§ **Exercise objective**
Your answer must be the full listing, reproduced exactly.

[Records for processing]

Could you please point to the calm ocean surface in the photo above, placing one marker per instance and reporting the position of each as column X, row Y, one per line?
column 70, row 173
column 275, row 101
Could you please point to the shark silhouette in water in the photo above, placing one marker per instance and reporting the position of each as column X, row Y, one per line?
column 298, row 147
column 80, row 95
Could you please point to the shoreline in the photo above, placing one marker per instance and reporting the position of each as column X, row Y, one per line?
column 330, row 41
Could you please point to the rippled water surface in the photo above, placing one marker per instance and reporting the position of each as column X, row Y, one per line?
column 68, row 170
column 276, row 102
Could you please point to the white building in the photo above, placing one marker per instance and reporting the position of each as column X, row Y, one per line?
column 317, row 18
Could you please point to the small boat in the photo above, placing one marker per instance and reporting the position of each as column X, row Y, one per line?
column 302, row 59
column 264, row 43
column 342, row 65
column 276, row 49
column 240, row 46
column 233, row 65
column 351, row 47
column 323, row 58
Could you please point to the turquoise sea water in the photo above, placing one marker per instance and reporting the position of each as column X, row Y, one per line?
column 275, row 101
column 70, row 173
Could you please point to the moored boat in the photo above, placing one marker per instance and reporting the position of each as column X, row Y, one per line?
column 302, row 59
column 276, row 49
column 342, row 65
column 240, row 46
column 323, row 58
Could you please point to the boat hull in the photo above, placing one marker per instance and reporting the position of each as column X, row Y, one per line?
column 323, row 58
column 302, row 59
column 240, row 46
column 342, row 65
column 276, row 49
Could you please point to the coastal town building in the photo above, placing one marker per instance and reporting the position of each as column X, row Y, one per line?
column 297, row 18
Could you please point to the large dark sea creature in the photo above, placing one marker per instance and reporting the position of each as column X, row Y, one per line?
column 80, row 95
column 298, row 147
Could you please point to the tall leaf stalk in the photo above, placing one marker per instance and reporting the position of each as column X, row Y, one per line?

[/Records for processing]

§ **Problem solution**
Could you please point to the calm ocean surface in the photo above, placing one marker per instance and reporting the position of each as column X, row Y, one per line?
column 70, row 173
column 275, row 101
Could you please point to the shark silhouette in water in the photo above, placing one marker per instance and reporting the position of each as column X, row Y, one per line?
column 298, row 147
column 80, row 95
Could you please point to the shoreline in the photo above, placing one marker per instance and reporting the position of each as column X, row Y, one per line?
column 330, row 41
Could you please point to the rippled water surface in the photo above, placing one marker per instance and reporting the position of each as column X, row Y, one per line?
column 68, row 170
column 276, row 102
Could you please point to the white building in the photo above, placing one marker per instance and reporting the position of each as column X, row Y, one per line?
column 317, row 18
Could you please point to the small boat in the photo above, placing one marker per instance and reporting the position of each as column X, row Y, one per line?
column 302, row 59
column 264, row 43
column 342, row 65
column 276, row 49
column 240, row 46
column 233, row 65
column 351, row 47
column 323, row 58
Could you please point to the turquoise sea water in the photo above, placing one marker per instance and reporting the position of each as column X, row Y, one per line?
column 275, row 101
column 70, row 173
Could you please point to the moored boat in the photo above, placing one marker per instance and reporting the position of each as column X, row Y, one per line?
column 302, row 59
column 276, row 49
column 342, row 65
column 240, row 46
column 323, row 58
Could you please point to the boat hull in the photo above, placing one marker per instance and reporting the position of each as column X, row Y, one per line?
column 323, row 58
column 302, row 59
column 240, row 46
column 342, row 65
column 276, row 49
Could you please point to the coastal town building in the photo above, placing one marker per instance and reporting the position of each as column X, row Y, one per line?
column 297, row 18
Could you please point to the large dark sea creature in the photo above, placing one marker per instance and reporting the position of each as column X, row Y, one per line?
column 80, row 95
column 298, row 147
Could you please point to the tall leaf stalk in the photo above, placing one marker per instance and reporting the position of each as column X, row Y, one per line?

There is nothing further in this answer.